→ WHAT THE EXERCISE ASKS
Continue the text on GO terms and Reactome pathways associated with TRD, starting after its last line, "Table 6."

→ TEXT
════════════════
The terms NELF complex (GO:0032021) and two similar GO terms, methylosome (GO:0034709) and cytoplasmic part (GO:0044444), are classified under the cellular component domain and show a significant overrepresentation of genes statistically associated with TRD (Table 4). The NELF complex is a key regulatory step of the transcription cycle (Tamborrini & Piatti 2019). The GO term DRM complex (GO:0070176), located in the cellular component category, is an RNA polymerase II transcription repressor complex (GO:0090571), which is, in turn, a nuclear transcriptional repressor complex (GO:0090568). Interestingly, a connection between RNA polymerase II and TRD has been previously reported (Paterson et al. 2009). Moreover, Harrison et al. (2006) reported that DRM complex is a transcriptional repressor complex and involved in cell fate specification.
Three GO terms, which are close in the GO hierarchy (Table 5), were classified into the molecular function category and showed a significant overrepresentation of genes statistically associated with TRD (Table 4). Glycine:sodium symporter activity (GO:0015375) is a glycine transmembrane transporter activity (GO:0015187), which is in turn a neutral amino acid transmembrane transporter activity (GO:0015175). Genetic factors that stop coding glycine cause late‐stage embryo lethality and hence TRD (Seidel et al. 2011). Protein binding, bridging involved in substrate recognition for ubiquitination (GO:1990756) is a protein binding, bridging (GO:0030674). The molecular function of binding and sperm motility was reported by Bauer et al. (2007). As the authors mentioned, the binding partner for Ropporin and Ras proteins to the outer surface of the dense fiber proteins plays a crucial function in sperm motility.
Table 5.
GO ID | Term (GO hierarchy level) | Number of genes in the GO term | Number of significant genes | P‐value 1 |
---|---|---|---|---|
0005488 | Binding (2) | 9725 | 28 | 0.017 |
0015187 | Glycine transmembrane transporter activity (13) | 5 | 1 | 0.012 |
0015375 | Glycine: sodium symporter activity (16) | 1 | 1 | 0.004 |
0060090 | Molecular adaptor activity (3) | 124 | 2 | 0.028 |
0015175 | Neutral amino acid transmembrane transporter activity (12) | 23 | 1 | 0.048 |
0030674 | Protein binding, bridging (4) | 112 | 2 | 0.023 |
1990756 | Protein binding, bridging involved in substrate recognition for Ubiquitination (11) | 3 | 1 | 0.008 |
Significance declared at P < 0.05.
Two Reactome pathways were detected as significantly (P‐value < 0.01) enriched with genes related to TRD (Table 6). Mismatch repair (MMR)directed by MSH2:MSH3 (MutSbeta; R‐GGA‐5358606) and Mismatch Repair (R‐GGA‐5358508) are similar in their activities to the GO term Mitotic spindle assembly checkpoint (GO:0007094) and represent the GO biological process mismatch repair (GO:0006298). Analogous to the GO terms related to mitosis and cell cycle, these two pathways are associated with DNA mismatch repair. It has been demonstrated that their activity increases and reaches the highest levels during the S phase of the cell cycle (Edelbrock et al. 2009). Mismatch Repair corrects single base mismatches and small insertion and deletion loops of unpaired bases. Mismatch repair directed by MSH2:MSH3 (MutSbeta) binds unpaired loops of two or more nucleotides (Palombo et al. 1996).
Table 6.
════════════════
→ DATA EXTRACTS
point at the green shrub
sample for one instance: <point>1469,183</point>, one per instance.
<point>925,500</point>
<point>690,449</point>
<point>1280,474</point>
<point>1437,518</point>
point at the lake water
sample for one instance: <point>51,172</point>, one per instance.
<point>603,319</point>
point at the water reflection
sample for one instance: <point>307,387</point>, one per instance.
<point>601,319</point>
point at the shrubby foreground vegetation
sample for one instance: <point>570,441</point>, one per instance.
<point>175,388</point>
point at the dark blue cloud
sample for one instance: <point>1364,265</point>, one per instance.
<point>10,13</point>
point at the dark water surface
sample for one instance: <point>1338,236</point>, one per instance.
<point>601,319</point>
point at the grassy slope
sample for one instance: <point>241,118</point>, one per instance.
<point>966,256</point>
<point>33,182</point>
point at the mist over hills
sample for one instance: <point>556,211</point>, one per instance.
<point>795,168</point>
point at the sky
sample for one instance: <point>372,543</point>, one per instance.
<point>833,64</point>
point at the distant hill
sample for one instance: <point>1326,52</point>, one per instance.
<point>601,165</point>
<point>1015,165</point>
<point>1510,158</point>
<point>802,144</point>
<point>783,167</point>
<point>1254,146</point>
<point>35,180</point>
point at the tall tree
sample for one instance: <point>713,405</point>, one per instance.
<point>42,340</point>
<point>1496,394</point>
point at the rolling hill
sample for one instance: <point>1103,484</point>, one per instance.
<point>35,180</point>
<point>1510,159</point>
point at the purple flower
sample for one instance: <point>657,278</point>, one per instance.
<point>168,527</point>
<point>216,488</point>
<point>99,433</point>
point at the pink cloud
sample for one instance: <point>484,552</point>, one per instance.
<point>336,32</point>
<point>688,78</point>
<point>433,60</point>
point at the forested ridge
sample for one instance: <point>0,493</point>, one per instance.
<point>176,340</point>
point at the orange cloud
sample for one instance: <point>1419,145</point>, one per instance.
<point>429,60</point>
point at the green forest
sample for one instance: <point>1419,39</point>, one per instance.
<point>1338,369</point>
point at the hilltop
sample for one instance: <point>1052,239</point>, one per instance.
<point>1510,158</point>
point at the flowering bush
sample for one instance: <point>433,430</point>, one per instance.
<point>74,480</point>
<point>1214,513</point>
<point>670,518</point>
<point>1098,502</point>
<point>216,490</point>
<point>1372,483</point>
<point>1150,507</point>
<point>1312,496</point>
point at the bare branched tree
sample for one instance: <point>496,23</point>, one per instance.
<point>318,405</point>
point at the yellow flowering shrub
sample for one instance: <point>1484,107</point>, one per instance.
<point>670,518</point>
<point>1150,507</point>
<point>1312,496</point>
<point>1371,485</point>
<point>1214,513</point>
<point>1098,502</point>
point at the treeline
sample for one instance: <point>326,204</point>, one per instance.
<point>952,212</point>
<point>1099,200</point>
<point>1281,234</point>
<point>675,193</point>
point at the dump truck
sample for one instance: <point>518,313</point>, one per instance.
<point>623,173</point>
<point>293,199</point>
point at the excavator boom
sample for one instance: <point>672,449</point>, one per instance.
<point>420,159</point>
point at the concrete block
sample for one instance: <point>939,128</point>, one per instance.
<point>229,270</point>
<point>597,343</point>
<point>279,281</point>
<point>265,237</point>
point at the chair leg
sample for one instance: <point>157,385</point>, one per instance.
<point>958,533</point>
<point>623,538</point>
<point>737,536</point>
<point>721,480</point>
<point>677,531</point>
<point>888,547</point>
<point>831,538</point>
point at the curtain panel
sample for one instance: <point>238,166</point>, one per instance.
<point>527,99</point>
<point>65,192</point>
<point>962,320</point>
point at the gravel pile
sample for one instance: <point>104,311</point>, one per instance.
════════════════
→ EXPECTED ANSWER
Reactome ID | Reactome term name | Number of genes in the pathway | Number of significant genes | P‐value 1 |
---|---|---|---|---|
R‐GGA‐5358508 | Mismatch repair | 11 | 1 | 0.025 |
R‐GGA‐5358606 | Mismatch repair (MMR) directed by MSH2:MSH3 (MutSbeta) | 3 | 1 | 0.008 |
Significance declared at P < 0.05.
A MeSH term, Adenosine Monophosphate (D000249), classified into the chemicals and drugs category, showed a significant overrepresentation of genes statistically associated with TRD (Table 7). Interestingly, various reproductive functions, such as those requiring hormone synthesis and maintenance of fluid composition, are modulated by adenosine (Zhou et al. 2006; Aliagas et al. 2010). Another significant (P‐value < 0.05) MeSH term, Anaplasia (D000708), is classified into the disease domain (Table 7). Anaplasia is related to neoplastic cells and refers to the loss of mature or specialized features of differentiated neoplastic cells (Rodriguez et al. 2010; Pujadas et al. 2019). Previous studies have shown that genetic variation among inbred mice as a result of continuous uploading and removal of rare variation (new mutations) may generate TRD (Casellas & Medrano 2008; Niu & Liang 2009).
Table 7.
Category | MeSH term ID | MeSH term name | P‐value 1 |
---|---|---|---|
Chemicals and drugs | D000249 | Adenosine monophosphate | 0.012 |
Disease | D000708 | Anaplasia | 0.048 |
Significance declared at P < 0.05.
Gene network
The Venn diagram (Fig. 2) depicted the intersections between the significant genes associated with the terms of three GO domains (Tables 3, 4, 5) and the Reactome pathways (Table 6). Notably, the gene MAD1L1 is significant across the three GO domains and two of these GO domains (biological process and molecular function) overlap with the Reactome pathways in the gene LIG1. The aggregate interaction networks for MAD1L1 and LIG1 genes, based on physical protein interaction and co‐expression, are shown in Figs 3 and 4 respectively. The functional networks of gene MAD1L1 with 19 other genes indicate that this group of genes is involved in several activates related to mitosis such as regulation of mitosis and negative regulation of mitosis cell cycle phase transition. The gene APITD1 was not linked to MAD1L1 via physical protein interaction or co‐expression networks, but through the pathways network (this connection is not shown in Fig. 3). Similarly, the functional network for gene LIG1 revealed 19 genes associated with it through physical protein interaction and co‐expression networks (Fig. 4) and one gene (i.e. UBE2R2) through prediction. The functions for these genes include DNA replication and cell cycle DNA replication, which are among the most important cell activaties concerning reproduction and cell deviation.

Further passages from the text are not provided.